** Passage provided **
2.1. 3D Inversion of the BA

3D gravity inversions were performed according to an established method [32], based on recognized theoretical considerations [33]; the Oasis Montaj program of Geosoft contains the inversion code. To represent geologic volumes, the program uses a Cartesian Cut Cell algorithm (CCC) to match the observed result with the calculated one; error limits can be expressed in terms of mGal, or in terms of a percentage of the standard deviation of the data (e.g., 5 %). The inversion program uses an Iterative Reweighting Inversion algorithm [34]. The inversion results are densities in g/cm³; in Figure 5, we show the observed and calculated gravity values along Lines A and B with a tolerance of 5% of the standard deviation of the data. The depth of the inverted volume is proportional to the size of the basic volume selected for the calculation; typically, choosing cubes 500 m on the side will reach depths of 5 - 6 km, and larger depths can be obtained at the expense of lesser resolution. After performing the inversion, one can explore the geologic volume obtained by extracting cross-sections, or density iso-surfaces that help visualize the associated structures.

Figure 3. First vertical derivative (Dz) of the Bouguer anomaly map in Figure 2 showing an N-S distribution of low values within Los Humeros caldera (dashed circle) with a minimum on its northern rim, which continues north revealing another, smaller minimum, not previously reported.

** Task directions **
Rewrite the gravity inversion passage between "Figure 3. First" and "not previously reported.", inclusive, substituting "depression" for "caldera".

** Extracted data **
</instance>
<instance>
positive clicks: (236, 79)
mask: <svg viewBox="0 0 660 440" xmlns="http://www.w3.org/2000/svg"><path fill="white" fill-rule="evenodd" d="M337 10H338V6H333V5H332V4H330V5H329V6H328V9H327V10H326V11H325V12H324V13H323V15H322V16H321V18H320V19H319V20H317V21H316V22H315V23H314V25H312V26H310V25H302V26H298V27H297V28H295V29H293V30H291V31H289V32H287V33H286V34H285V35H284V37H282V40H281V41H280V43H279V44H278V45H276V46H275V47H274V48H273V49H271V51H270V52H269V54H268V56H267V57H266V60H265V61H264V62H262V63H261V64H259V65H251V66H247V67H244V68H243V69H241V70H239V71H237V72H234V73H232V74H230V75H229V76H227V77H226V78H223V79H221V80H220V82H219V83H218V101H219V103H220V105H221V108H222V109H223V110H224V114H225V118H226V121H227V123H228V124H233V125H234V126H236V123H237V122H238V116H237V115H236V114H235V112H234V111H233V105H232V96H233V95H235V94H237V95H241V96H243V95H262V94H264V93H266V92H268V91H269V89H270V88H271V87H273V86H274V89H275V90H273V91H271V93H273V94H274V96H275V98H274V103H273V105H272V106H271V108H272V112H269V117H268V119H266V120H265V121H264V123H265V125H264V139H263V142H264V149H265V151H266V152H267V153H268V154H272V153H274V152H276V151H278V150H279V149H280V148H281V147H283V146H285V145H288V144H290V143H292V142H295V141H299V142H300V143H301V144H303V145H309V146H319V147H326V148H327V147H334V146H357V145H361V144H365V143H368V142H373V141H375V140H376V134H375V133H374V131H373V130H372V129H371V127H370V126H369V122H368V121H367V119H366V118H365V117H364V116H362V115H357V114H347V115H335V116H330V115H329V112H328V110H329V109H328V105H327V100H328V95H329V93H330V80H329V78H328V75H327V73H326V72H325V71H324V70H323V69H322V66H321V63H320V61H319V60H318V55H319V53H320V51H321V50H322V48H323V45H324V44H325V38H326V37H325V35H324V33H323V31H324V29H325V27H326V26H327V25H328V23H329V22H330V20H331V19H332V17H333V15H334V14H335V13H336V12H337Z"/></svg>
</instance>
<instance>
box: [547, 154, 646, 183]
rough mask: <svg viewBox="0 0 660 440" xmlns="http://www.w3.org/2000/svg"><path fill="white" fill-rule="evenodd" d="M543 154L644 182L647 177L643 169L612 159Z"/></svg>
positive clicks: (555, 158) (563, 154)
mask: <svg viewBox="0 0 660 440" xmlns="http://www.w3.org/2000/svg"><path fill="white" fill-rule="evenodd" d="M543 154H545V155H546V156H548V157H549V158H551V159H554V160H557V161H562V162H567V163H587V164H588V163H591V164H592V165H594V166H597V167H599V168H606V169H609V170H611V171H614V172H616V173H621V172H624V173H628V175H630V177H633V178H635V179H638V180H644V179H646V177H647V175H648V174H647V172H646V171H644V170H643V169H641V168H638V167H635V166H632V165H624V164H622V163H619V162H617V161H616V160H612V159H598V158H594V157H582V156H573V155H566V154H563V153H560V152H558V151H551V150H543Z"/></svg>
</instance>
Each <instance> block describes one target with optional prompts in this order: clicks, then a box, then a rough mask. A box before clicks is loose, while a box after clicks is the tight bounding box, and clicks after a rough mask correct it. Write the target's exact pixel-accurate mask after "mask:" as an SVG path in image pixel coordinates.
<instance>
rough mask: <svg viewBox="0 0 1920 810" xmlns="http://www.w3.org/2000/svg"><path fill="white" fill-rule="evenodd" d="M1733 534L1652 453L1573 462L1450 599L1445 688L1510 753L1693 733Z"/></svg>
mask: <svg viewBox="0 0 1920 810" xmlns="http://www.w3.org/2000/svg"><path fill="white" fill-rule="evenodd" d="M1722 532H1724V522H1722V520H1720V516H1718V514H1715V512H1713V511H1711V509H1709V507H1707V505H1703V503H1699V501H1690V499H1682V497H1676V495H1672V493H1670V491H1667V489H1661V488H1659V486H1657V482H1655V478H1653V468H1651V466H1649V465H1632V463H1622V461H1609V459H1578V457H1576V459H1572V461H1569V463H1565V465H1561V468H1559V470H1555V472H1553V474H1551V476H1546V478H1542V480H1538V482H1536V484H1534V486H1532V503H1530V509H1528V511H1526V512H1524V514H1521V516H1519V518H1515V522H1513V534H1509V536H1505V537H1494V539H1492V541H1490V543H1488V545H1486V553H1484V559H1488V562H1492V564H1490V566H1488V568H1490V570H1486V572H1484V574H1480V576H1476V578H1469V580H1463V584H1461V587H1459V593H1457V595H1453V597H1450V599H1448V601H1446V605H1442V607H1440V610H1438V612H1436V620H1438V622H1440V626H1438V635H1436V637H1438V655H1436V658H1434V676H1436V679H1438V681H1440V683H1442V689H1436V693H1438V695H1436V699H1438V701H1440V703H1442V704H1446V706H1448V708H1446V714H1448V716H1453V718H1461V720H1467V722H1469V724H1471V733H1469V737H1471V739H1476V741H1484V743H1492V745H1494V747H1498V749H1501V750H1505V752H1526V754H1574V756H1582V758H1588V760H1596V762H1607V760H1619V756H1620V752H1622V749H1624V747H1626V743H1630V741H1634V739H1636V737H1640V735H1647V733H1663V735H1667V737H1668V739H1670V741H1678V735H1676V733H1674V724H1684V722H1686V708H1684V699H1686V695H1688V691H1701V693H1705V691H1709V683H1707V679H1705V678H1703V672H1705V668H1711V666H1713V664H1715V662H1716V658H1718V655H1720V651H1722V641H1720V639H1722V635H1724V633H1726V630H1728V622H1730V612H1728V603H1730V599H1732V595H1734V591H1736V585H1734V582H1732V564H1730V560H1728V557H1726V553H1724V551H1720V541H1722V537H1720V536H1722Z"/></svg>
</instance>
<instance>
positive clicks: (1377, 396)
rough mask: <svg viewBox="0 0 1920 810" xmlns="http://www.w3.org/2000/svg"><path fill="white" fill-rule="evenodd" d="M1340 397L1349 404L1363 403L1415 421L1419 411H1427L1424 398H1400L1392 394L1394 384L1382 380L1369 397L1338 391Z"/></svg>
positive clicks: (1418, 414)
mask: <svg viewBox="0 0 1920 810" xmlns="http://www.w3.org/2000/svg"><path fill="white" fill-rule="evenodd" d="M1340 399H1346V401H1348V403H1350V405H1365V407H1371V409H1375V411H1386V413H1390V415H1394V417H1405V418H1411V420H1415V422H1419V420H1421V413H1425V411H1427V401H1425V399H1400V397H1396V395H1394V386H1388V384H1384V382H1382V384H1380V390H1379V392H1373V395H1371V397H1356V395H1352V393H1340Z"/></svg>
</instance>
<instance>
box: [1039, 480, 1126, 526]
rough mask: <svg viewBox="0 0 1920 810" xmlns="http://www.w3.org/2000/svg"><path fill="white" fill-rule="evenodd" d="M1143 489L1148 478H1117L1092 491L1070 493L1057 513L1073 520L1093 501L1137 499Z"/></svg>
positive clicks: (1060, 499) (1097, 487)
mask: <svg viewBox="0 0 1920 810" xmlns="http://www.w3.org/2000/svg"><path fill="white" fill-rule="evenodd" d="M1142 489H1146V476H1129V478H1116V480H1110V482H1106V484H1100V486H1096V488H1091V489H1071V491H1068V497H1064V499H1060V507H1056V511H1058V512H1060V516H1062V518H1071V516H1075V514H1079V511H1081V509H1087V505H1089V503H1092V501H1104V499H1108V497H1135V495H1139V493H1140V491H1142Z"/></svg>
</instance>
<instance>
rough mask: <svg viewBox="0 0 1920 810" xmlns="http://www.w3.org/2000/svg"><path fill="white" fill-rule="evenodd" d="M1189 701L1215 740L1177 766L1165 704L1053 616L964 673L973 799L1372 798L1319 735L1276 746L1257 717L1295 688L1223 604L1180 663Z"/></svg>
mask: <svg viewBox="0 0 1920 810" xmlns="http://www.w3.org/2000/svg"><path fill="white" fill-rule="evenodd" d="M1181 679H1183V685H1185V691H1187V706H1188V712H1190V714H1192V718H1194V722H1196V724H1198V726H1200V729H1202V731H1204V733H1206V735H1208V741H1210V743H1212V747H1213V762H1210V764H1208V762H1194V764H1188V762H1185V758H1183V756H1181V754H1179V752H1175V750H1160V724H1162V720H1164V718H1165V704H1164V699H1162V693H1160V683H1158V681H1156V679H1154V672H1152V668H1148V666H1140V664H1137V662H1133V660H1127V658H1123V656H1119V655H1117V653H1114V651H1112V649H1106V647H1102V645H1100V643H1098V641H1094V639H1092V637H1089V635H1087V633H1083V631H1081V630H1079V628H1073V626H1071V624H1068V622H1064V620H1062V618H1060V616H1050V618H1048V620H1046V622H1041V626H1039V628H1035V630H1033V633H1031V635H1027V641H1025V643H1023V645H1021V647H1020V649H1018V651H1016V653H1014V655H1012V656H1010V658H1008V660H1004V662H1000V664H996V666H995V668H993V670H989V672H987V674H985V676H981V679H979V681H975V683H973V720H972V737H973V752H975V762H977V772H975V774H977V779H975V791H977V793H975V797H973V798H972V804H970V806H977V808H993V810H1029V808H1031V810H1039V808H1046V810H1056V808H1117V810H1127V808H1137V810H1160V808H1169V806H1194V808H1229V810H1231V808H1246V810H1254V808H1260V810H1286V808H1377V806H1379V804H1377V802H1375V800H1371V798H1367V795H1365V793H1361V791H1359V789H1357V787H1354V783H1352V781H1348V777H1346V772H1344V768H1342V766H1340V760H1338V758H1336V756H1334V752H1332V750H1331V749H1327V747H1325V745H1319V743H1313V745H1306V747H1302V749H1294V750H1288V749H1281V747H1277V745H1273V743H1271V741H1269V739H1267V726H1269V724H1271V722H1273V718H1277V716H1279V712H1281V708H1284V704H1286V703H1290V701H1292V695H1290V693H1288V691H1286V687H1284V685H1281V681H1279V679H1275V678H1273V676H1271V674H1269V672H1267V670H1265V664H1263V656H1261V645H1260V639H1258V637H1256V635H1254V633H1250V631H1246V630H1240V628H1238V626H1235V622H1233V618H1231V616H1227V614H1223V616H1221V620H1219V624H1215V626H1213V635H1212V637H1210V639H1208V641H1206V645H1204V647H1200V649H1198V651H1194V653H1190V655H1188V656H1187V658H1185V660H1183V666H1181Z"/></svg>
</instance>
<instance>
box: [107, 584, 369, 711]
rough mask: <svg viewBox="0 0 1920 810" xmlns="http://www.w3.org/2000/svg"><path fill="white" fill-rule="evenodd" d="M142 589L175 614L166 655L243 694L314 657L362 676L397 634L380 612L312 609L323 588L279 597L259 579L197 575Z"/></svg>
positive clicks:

** Solution **
Figure 3. First vertical derivative (Dz) of the Bouguer anomaly map in Figure 2 showing an N-S distribution of low values within Los Humeros depression (dashed circle) with a minimum on its northern rim, which continues north revealing another, smaller minimum, not previously reported.